=== Section Start ===
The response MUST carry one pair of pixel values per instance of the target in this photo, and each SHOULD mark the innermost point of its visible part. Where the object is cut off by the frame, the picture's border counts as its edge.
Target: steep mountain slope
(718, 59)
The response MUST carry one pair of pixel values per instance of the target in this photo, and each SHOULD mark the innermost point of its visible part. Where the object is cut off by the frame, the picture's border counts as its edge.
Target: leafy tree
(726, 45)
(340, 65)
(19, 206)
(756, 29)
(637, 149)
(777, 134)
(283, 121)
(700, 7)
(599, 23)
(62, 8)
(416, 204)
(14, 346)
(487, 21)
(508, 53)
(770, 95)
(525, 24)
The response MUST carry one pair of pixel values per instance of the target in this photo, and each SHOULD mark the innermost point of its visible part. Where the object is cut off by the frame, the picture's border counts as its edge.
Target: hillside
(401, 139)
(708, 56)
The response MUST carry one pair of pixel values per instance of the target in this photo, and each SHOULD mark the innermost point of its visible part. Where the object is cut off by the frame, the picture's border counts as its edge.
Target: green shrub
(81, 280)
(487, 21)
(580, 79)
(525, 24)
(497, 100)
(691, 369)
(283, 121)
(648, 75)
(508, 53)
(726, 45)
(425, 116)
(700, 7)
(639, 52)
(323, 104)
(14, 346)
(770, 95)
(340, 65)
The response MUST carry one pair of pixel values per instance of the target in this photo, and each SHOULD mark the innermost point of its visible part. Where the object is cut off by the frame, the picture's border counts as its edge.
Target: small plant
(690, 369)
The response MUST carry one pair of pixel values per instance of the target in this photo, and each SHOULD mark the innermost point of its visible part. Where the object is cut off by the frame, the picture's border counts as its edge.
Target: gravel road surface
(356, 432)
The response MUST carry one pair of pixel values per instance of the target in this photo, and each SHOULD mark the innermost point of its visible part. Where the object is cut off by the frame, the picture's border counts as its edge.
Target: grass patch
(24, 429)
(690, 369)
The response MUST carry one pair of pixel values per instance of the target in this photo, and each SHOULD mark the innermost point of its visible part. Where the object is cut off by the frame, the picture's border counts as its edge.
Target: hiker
=== Section End ===
WHAT IS EXPECTED
Write out all the material exactly.

RESULT OF THE TASK
The response MUST carry one pair of pixel values per instance of the target in this photo, and each SHOULD mark the innermost point of its visible part. Where the object is cut off by the frame, the picture's border counts as its edge.
Target: steep mountain slope
(718, 59)
The response MUST carry one pair of pixel values per instance of the target in this photo, and each SHOULD mark the innermost point of its visible part. Where the object is cut off by the frame, the picture's border counts as its edge.
Target: leafy tree
(726, 45)
(340, 65)
(19, 206)
(756, 29)
(637, 149)
(777, 134)
(283, 121)
(700, 7)
(599, 23)
(62, 8)
(416, 204)
(14, 346)
(487, 21)
(508, 53)
(770, 95)
(525, 24)
The response MUST carry one pair of pixel values per instance of the target in this photo, and each SHOULD mark the innermost point of its visible part. Where the object is cut off by the frame, the picture's border counts as its edge.
Target: hillside
(401, 139)
(708, 56)
The response MUST carry one pair of pixel values per instance of the target in this photo, and each SHOULD mark the innermost point of its visible part. Where the object is cut off by the frame, the picture's border counts as its edge.
Target: green shrub
(81, 280)
(487, 21)
(580, 79)
(525, 24)
(497, 100)
(691, 369)
(283, 121)
(648, 75)
(508, 53)
(726, 45)
(425, 116)
(700, 7)
(639, 52)
(323, 104)
(14, 346)
(770, 95)
(340, 65)
The response MUST carry one pair of pixel values per instance of the target in this photo, and each SHOULD mark the innermost point of its visible part. Where the object is cut off by the frame, the picture's border counts as its edge.
Target: small plant
(690, 369)
The response MUST carry one pair of pixel values per instance of the target in this photo, and each SHOULD mark the innermost point of its visible part. Where the object is cut off by the frame, the picture's border counts as its edge.
Target: gravel road surface
(356, 432)
The response MUST carry one pair of pixel values per instance of the target in this photo, and each SHOULD mark the innermost point of its visible part. Where the object is cut off by the frame, the picture's border counts as its edge.
Target: grass patch
(24, 429)
(690, 369)
The response MUST carry one pair of pixel values per instance of the target in this photo, and each SHOULD mark the innermost point of its visible part. Where the object is cut off by the frame, the picture's border counts as its edge.
Target: hiker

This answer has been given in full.